#### Exercise prompt
List every line in the listing below that contains the string "dragonfly".

#### Recorded data
## BEGIN
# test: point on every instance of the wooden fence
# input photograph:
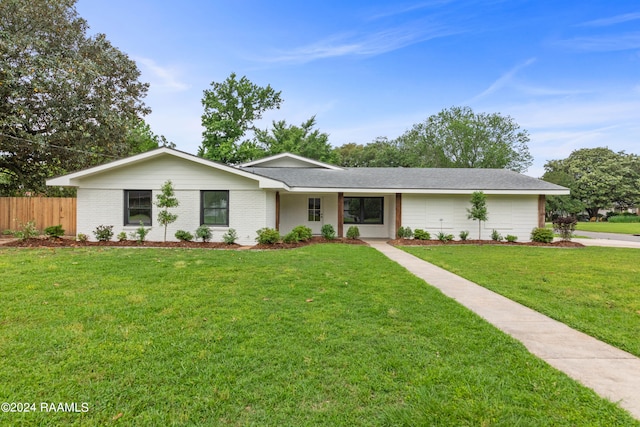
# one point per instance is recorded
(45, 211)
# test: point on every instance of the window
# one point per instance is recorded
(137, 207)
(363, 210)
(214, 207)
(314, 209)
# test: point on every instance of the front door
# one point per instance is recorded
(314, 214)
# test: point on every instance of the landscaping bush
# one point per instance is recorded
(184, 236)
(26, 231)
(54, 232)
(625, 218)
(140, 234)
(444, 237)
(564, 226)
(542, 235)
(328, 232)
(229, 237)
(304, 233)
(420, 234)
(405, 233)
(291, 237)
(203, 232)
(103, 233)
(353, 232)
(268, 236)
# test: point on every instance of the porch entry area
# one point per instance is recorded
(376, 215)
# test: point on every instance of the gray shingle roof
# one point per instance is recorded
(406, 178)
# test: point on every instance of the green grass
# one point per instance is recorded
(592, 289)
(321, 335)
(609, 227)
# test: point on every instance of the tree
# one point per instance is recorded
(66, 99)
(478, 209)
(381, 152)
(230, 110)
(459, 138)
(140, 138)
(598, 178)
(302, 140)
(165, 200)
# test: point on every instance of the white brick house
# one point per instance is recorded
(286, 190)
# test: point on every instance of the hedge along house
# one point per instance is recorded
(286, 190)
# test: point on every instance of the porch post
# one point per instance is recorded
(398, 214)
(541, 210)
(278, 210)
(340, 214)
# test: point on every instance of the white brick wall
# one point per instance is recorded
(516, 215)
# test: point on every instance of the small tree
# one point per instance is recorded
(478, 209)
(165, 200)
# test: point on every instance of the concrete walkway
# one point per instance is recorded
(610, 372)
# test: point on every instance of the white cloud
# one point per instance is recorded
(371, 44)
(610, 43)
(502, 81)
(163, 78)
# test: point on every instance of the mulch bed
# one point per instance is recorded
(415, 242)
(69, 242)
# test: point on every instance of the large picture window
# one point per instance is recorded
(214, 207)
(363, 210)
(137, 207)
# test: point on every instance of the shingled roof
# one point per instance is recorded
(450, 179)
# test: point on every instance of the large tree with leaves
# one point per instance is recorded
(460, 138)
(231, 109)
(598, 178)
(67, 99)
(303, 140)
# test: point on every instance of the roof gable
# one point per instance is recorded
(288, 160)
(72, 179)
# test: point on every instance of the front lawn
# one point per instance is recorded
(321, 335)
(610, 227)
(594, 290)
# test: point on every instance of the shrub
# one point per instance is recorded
## END
## BEGIN
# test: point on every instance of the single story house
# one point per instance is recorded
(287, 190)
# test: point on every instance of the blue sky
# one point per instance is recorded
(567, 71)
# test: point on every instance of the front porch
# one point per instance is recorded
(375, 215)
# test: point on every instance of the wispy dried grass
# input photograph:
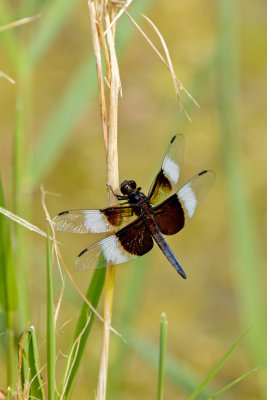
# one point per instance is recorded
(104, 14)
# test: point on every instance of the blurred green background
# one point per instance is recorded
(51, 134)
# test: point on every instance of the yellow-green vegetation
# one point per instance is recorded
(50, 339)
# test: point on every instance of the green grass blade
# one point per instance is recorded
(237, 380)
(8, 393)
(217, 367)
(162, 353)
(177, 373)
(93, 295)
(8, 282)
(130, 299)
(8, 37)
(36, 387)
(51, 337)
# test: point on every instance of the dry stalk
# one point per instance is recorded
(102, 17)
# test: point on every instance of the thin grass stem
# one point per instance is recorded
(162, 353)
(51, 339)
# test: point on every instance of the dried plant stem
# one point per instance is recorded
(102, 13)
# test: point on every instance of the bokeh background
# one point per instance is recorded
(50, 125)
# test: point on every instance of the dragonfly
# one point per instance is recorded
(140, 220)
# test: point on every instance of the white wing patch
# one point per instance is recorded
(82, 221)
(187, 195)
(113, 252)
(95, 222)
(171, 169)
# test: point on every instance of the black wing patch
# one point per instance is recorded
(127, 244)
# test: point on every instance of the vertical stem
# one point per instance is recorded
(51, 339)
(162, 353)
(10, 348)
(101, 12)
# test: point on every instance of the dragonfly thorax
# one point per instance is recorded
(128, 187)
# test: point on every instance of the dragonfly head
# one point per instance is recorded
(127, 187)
## END
## BEGIN
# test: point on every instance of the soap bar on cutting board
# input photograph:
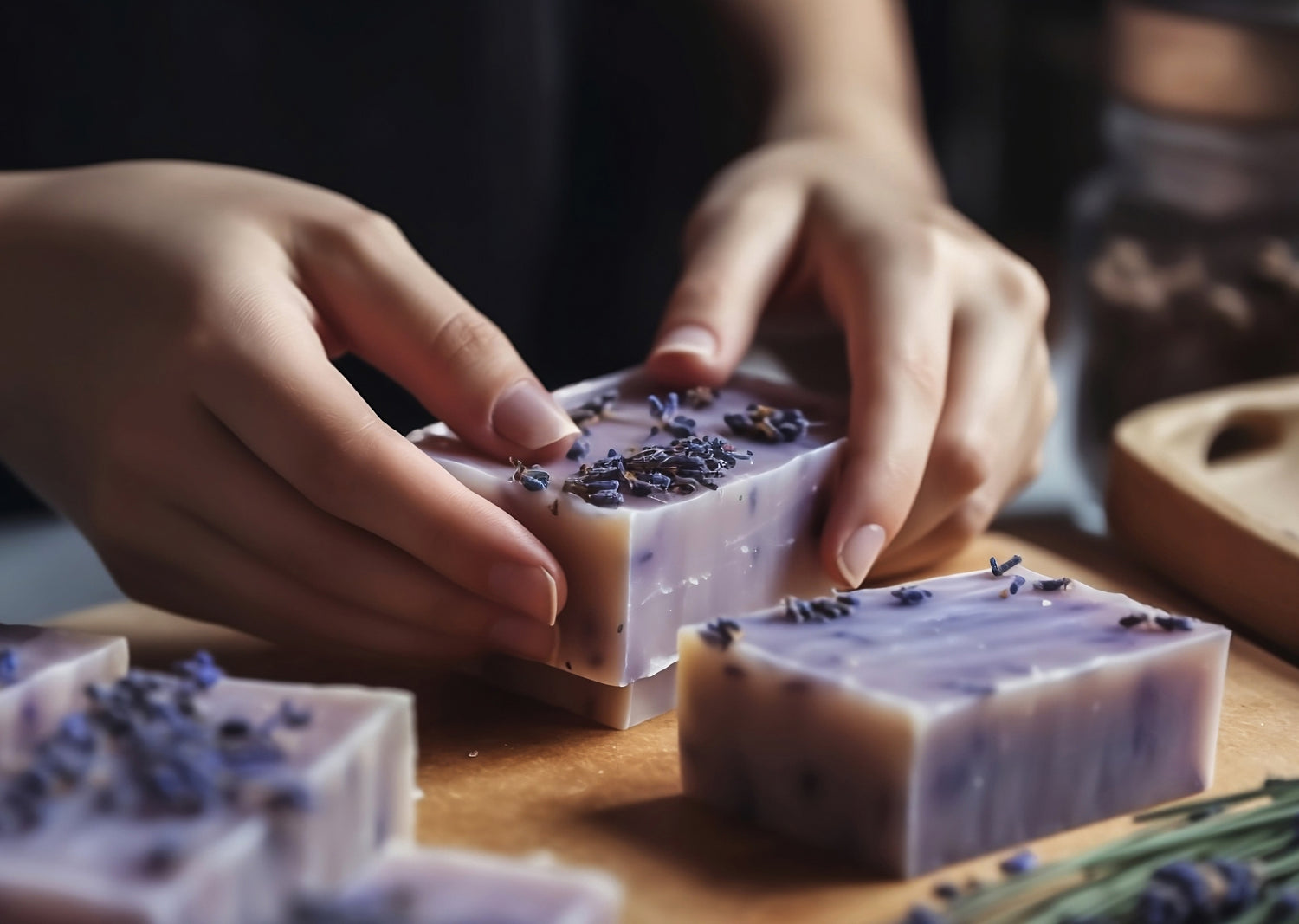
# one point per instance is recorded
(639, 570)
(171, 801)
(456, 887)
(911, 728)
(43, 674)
## END
#### Result of the exercise
# test: point on every instance of the dragonfly
# test: point on every instance of the dragonfly thorax
# test: point on every instance of the dragonfly head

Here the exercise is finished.